## [What needs to be done]
Could you write out every one of the rows below again, substituting "marker" for each "keypoint" and changing nothing else?

BEGIN Material

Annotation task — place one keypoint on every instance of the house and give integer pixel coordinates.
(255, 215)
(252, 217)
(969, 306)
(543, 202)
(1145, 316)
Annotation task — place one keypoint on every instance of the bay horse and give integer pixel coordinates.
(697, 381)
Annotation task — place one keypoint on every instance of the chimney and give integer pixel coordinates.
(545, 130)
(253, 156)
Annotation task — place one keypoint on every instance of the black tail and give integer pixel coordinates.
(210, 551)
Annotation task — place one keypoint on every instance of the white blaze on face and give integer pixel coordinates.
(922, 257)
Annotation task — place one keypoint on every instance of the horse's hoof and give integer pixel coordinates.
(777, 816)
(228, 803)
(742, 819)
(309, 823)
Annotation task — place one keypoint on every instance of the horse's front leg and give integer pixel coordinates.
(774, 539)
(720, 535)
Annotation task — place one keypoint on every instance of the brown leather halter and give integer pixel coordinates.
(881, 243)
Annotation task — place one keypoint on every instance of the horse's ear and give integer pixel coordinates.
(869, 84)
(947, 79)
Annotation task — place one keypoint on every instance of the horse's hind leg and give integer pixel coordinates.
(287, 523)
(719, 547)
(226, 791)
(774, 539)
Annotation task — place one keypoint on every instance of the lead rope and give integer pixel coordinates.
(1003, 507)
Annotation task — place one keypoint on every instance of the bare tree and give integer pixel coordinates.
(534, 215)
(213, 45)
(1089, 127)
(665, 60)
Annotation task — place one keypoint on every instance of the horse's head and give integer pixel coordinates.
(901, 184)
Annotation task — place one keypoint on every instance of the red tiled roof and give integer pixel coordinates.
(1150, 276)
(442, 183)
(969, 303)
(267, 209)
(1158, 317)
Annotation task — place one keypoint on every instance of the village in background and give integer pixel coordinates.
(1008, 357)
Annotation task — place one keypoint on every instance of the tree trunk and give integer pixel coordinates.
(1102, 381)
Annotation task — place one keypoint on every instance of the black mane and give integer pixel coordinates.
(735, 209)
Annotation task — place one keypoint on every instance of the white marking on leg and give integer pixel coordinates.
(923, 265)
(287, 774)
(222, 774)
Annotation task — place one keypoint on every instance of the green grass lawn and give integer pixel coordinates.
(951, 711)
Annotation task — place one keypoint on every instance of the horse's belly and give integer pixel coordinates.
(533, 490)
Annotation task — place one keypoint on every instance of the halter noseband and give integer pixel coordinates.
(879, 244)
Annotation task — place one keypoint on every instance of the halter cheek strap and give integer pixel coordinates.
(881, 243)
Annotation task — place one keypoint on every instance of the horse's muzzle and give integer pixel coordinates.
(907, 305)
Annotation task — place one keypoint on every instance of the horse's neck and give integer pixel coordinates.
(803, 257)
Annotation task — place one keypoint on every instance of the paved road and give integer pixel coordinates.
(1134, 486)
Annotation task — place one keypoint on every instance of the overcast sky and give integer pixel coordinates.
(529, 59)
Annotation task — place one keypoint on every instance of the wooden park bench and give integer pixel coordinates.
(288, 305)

END Material

## [Answer for this exercise]
Annotation task — place one marker on every instance of the house and give integer pixel coordinates.
(255, 215)
(252, 217)
(969, 306)
(543, 202)
(1145, 316)
Annotation task — place one marker on every instance of the bay horse and give integer pixel coordinates.
(697, 381)
Annotation task — place one marker on every instance of the chimney and give integer pixel coordinates.
(545, 130)
(253, 156)
Annotation task — place one marker on every instance of the black tail and give integer pixel coordinates.
(210, 551)
Annotation task — place one marker on every instance of the white blaze on face and give integer pixel coordinates.
(922, 257)
Annotation task — place one marker on every instance of the horse's hoof and give integer pixel coordinates.
(777, 816)
(228, 803)
(742, 819)
(309, 823)
Annotation task — place one marker on every instance of the horse's front leg and give integer pixel coordinates.
(774, 539)
(720, 535)
Annotation task — place one marker on every instance of the brown leather halter and give integer pixel coordinates.
(881, 243)
Annotation task — place one marker on every instance of the horse's ear and give integer pixel coordinates.
(869, 84)
(947, 79)
Annotation task — place one marker on every instance of the horse's hind leg and give integer pixel coordinates.
(287, 523)
(719, 547)
(226, 791)
(774, 539)
Annotation task — place one marker on every instance of the lead rope and give integer pixel coordinates.
(1003, 507)
Annotation task — place one marker on every instance of the bare tree and give integer pixel coordinates.
(534, 215)
(213, 45)
(1089, 127)
(665, 60)
Annotation task — place one marker on every instance of the horse's head and give integer pixel coordinates.
(901, 184)
Annotation task — place one marker on every instance of the red tiled roof and give integer pixel coordinates.
(1150, 276)
(442, 183)
(969, 303)
(267, 209)
(1158, 317)
Annotation task — place one marker on every instance of the village in background and give integer pixel coordinates.
(1008, 357)
Annotation task — place one marker on every instance of the tree trunk and give integer pixel coordinates.
(1102, 381)
Annotation task — place one marker on every instance of the black mane and give integer pixel coordinates.
(735, 209)
Annotation task — place one marker on every instance of the white marking on leg and give integer pixel coordinates.
(923, 265)
(287, 774)
(222, 774)
Annotation task — place one marker on every instance of the green grass lawn and give integer pixel coordinates.
(951, 711)
Annotation task — place one marker on every instance of the horse's belly and give integer pixel coordinates.
(533, 490)
Annotation task — place one marker on every instance of the halter noseband and give integer pixel coordinates.
(879, 244)
Annotation task — place one marker on every instance of the halter cheek strap and give integer pixel coordinates.
(881, 243)
Annotation task — place one marker on every instance of the horse's muzzle and give integer pixel coordinates.
(907, 305)
Annotation task — place one marker on every instance of the horse's neck and give integer pixel coordinates.
(803, 257)
Annotation task — place one marker on every instance of the paved road and give integer pixel coordinates.
(1134, 486)
Annotation task — place one marker on every instance of the overcast sky and give integer pixel coordinates.
(529, 59)
Annotation task — place one marker on every instance of the wooden park bench and give integer pixel coordinates.
(288, 305)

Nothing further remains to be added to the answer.